§ Task directions
In the data below, which lines contain "lawn"? List them by copying each one.

Extracted information START

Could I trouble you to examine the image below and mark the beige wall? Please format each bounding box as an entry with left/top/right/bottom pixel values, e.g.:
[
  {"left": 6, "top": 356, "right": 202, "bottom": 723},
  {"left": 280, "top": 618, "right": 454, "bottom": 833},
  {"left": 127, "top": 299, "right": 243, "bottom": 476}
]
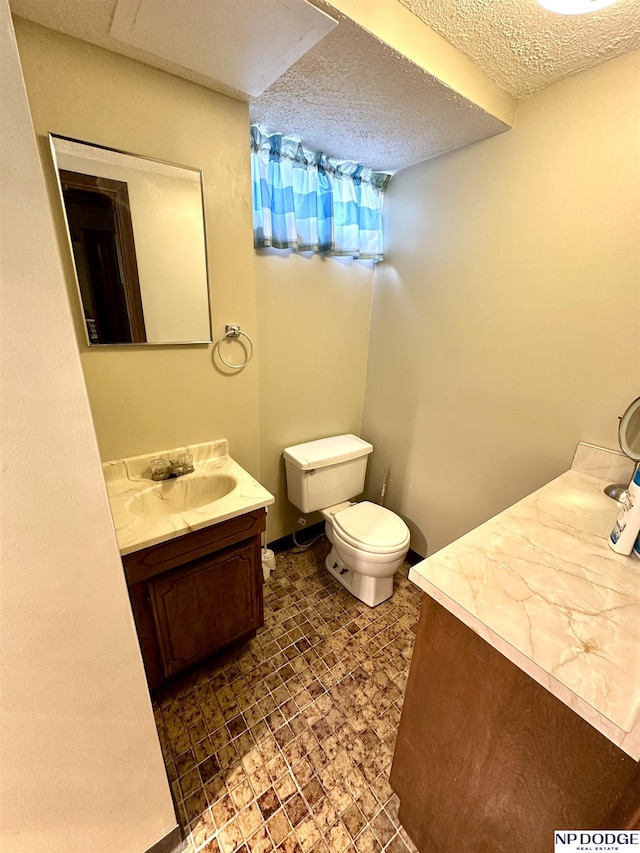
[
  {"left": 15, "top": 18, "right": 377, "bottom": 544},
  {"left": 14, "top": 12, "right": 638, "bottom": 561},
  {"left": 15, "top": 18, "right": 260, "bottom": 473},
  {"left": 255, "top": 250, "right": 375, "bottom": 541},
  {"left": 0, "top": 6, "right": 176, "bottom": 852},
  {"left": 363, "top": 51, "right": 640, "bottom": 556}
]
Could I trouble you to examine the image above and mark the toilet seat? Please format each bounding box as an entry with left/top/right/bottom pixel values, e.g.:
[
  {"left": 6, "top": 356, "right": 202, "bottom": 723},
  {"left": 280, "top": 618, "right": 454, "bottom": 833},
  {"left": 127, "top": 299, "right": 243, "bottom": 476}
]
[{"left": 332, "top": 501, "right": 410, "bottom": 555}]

Extracted information END
Extracted information START

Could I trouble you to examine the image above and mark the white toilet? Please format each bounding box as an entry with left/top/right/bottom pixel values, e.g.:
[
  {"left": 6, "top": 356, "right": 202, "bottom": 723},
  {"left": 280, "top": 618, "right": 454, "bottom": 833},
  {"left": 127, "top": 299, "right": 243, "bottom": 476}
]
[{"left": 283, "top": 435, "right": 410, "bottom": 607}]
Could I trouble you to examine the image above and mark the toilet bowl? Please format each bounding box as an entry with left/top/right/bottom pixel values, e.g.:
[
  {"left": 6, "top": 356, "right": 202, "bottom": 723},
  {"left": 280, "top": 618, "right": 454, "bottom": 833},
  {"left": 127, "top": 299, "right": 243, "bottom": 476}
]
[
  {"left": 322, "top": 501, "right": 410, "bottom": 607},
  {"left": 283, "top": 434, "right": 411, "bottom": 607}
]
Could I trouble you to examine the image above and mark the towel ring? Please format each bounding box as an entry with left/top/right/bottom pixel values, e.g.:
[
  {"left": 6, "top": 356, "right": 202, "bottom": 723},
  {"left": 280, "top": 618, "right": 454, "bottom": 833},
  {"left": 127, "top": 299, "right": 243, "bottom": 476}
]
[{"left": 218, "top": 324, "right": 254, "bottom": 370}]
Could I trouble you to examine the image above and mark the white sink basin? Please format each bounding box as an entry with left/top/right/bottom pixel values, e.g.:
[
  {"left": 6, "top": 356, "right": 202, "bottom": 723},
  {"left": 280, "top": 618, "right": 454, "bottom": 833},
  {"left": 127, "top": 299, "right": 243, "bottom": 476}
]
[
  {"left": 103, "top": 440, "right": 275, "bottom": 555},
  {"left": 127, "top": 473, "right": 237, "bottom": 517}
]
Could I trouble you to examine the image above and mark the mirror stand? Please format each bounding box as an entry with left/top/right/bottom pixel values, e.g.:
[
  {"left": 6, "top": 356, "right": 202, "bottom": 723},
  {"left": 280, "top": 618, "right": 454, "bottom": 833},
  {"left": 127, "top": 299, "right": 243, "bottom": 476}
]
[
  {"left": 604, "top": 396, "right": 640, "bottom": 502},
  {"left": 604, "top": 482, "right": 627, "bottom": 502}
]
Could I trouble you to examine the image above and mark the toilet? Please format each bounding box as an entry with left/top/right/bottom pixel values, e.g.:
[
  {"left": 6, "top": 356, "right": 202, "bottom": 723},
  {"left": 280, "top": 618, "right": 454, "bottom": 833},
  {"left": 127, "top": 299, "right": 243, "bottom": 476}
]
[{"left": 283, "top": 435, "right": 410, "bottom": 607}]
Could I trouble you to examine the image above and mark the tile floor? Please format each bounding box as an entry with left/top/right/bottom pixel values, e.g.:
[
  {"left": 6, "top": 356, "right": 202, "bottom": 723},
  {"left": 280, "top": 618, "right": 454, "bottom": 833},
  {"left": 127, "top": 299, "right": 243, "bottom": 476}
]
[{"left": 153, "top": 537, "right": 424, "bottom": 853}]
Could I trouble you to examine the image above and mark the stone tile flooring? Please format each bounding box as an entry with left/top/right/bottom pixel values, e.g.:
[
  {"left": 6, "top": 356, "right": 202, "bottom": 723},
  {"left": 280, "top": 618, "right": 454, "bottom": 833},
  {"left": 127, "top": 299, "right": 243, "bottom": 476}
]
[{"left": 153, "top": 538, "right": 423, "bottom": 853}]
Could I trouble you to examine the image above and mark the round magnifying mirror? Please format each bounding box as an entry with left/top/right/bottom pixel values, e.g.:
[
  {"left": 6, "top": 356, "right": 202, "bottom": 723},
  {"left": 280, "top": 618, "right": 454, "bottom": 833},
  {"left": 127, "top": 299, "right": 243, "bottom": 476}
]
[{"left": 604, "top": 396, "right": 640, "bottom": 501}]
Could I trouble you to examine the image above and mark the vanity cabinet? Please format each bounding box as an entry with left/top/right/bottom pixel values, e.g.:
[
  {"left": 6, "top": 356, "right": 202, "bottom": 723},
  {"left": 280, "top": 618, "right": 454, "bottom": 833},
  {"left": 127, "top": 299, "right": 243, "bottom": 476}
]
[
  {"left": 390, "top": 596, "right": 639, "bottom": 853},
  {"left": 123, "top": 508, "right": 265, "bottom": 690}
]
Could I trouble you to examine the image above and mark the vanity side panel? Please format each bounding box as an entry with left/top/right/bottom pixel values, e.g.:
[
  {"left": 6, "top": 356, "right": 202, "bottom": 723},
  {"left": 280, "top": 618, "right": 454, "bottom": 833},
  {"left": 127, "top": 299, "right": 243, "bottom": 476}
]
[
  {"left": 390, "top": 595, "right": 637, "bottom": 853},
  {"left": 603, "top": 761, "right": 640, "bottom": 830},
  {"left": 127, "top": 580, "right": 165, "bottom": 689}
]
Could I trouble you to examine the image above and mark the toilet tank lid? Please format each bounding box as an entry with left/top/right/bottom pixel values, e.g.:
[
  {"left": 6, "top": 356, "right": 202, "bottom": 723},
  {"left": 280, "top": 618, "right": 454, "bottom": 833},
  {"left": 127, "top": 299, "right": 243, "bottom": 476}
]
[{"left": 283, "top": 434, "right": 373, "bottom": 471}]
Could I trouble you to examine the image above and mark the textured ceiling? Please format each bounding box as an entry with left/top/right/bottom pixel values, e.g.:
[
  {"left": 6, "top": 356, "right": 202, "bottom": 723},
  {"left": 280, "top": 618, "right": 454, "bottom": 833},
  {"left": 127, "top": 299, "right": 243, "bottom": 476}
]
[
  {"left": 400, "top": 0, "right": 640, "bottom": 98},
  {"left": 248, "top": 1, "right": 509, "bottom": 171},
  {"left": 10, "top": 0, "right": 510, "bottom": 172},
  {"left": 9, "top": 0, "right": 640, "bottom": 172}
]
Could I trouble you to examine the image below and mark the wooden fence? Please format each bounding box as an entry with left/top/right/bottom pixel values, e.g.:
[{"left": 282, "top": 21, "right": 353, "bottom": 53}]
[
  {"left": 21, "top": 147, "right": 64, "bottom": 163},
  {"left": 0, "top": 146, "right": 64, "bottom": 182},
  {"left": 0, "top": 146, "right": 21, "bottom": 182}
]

Extracted information END
Extracted information START

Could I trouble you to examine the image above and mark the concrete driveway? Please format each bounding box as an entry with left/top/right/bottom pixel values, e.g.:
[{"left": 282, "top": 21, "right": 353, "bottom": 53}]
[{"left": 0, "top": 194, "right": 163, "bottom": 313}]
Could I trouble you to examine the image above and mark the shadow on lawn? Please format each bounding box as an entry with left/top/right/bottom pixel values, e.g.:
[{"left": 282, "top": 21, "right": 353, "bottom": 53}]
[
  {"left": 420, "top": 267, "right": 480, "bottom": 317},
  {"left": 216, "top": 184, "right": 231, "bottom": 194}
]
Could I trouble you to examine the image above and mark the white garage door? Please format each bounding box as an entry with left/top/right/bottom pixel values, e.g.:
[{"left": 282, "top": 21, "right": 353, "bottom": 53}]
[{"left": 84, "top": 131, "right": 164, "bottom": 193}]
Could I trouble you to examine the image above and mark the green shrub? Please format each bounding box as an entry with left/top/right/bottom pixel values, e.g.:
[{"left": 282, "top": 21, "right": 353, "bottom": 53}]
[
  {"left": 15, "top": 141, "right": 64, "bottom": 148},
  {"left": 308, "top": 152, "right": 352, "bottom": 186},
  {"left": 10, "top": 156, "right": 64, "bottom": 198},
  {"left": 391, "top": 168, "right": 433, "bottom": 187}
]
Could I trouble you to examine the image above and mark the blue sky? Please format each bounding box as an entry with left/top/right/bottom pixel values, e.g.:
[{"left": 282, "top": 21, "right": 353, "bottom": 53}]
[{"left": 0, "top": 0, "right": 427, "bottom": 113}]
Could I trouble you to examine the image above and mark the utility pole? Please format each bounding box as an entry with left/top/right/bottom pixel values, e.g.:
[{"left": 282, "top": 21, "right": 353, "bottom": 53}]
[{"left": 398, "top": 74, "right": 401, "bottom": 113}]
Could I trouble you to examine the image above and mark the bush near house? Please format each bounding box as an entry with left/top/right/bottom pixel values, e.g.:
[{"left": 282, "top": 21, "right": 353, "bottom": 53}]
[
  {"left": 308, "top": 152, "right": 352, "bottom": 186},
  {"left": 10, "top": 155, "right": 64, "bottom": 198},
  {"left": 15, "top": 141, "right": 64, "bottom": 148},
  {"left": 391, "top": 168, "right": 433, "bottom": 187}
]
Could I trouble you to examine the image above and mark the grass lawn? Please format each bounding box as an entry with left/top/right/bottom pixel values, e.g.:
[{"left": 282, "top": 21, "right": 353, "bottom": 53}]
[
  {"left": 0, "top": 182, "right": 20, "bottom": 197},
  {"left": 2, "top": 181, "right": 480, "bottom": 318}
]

Extracted information END

§ Solution for this task
Could I trouble you to examine the image above and mark the shadow on lawn? Please format each bounding box as an entry with left/top/right/bottom pixel values, e.g.:
Could I trouble you to examine the image above and mark the grass lawn? Please format each bounding box as an entry with left/top/right/bottom pixel values, e.g.:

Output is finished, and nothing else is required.